╭─ Records for this task
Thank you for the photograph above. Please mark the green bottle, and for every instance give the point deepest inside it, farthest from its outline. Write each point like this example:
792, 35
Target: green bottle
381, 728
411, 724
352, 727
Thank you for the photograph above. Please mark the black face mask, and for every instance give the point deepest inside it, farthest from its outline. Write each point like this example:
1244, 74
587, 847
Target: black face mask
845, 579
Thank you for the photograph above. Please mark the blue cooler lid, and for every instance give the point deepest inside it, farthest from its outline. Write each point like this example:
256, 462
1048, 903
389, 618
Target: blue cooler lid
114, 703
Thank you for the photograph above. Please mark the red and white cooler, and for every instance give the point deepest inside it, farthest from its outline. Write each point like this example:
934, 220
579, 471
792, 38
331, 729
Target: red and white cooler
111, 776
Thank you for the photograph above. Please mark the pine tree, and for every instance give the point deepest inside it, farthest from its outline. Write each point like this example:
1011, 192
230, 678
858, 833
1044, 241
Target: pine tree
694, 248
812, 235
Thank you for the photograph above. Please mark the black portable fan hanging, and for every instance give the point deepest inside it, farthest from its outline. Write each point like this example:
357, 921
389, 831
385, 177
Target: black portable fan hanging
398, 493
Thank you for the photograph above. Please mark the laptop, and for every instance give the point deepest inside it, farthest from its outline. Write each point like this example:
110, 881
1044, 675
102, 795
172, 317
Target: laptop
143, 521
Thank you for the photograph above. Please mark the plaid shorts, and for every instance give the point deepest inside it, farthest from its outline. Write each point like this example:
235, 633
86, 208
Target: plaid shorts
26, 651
╰─
╭─ Records for this task
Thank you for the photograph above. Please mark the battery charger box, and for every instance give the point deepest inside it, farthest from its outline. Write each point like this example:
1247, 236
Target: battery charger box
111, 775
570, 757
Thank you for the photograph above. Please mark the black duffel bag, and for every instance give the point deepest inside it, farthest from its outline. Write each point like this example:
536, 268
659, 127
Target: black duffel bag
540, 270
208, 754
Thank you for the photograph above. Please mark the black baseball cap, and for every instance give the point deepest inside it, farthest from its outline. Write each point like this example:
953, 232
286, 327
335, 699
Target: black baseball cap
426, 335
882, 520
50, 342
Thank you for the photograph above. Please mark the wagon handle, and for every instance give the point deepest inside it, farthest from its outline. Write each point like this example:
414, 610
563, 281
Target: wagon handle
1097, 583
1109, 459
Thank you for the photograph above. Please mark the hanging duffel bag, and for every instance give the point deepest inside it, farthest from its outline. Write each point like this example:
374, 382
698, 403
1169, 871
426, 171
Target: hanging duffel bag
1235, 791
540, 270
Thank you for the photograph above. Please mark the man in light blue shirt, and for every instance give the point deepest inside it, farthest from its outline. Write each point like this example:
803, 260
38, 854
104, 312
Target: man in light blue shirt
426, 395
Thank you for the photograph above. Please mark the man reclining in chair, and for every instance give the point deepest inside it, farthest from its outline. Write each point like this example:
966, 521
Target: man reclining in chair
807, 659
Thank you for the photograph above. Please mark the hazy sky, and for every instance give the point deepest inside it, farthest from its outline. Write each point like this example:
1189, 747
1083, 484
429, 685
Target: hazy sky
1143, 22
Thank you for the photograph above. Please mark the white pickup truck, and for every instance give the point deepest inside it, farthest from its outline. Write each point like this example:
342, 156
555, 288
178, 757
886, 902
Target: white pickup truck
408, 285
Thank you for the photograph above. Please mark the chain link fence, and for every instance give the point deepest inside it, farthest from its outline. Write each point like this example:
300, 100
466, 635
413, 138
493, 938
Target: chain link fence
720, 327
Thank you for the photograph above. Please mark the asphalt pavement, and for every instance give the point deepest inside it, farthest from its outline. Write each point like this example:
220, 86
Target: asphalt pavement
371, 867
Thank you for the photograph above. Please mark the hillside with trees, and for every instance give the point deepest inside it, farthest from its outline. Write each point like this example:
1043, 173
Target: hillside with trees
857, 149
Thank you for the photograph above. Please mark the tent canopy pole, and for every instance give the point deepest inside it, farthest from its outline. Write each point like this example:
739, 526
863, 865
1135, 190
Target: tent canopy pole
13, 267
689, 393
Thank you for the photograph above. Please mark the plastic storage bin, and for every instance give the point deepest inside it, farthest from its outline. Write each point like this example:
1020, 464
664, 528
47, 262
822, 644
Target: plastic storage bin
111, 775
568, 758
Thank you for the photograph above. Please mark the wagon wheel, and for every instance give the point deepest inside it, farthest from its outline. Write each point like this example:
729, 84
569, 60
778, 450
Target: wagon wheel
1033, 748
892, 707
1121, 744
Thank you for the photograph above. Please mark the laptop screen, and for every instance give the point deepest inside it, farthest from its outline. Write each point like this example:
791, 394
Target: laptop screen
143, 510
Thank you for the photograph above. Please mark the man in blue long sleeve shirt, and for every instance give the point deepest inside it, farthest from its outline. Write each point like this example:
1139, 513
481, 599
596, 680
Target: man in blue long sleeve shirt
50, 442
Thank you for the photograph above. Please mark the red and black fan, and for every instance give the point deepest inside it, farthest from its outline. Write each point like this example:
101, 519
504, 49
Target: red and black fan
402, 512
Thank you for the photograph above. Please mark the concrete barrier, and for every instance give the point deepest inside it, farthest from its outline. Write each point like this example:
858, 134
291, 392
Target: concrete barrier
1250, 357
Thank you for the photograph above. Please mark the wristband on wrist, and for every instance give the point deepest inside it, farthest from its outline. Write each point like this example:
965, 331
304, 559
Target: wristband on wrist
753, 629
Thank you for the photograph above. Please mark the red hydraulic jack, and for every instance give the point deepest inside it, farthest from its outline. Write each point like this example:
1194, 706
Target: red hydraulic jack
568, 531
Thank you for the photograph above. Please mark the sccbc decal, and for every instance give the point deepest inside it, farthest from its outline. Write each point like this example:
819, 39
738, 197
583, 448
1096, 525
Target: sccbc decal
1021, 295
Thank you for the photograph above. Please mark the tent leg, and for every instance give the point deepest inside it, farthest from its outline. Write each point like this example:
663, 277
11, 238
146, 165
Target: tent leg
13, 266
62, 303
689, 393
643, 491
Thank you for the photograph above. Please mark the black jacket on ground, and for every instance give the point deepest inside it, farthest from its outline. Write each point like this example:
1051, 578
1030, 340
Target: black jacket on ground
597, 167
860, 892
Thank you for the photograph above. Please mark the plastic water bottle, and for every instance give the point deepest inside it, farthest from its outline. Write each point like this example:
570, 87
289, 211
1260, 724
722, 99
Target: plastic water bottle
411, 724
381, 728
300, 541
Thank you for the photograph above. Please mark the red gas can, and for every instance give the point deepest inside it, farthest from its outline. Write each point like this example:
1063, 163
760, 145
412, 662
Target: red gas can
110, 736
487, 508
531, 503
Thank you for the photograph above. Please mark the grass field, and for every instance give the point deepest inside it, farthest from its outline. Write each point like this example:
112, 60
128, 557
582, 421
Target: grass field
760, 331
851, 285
╰─
*Instructions to follow:* Which lines above run from the one containing "Thank you for the photograph above. Please mark the green" to the one containing "Thank you for the photograph above. Please mark the pine"? Give them again exactly, both ends included.

*Task result:*
Thank you for the photograph above. Please mark the green bottle, and for every instance give the point deepest inside it, farthest from its outline. Write each point like this example:
792, 35
Target: green bottle
381, 728
411, 724
352, 727
Thank you for the photograph above. Please mark the black face mask, and for every instance give the point deepest inside it, farthest from its outline. Write each point like this example:
1244, 74
587, 847
Target: black face mask
845, 579
Thank you for the photograph above. Please mark the blue cooler lid, and for every instance give the point deepest inside it, farthest from its outline. Write each point like this example:
256, 462
1048, 903
389, 618
Target: blue cooler lid
114, 703
Thank you for the photograph above. Please mark the red and white cooler, and for every instance give the point deepest inside it, farthest from its outline. Write each point like this example:
934, 220
579, 471
792, 38
331, 729
Target: red and white cooler
111, 776
Thank you for the photograph above. Please mark the pine tree, and for every instance give the point deepest inside it, farthest from its outline. Write each point like this example:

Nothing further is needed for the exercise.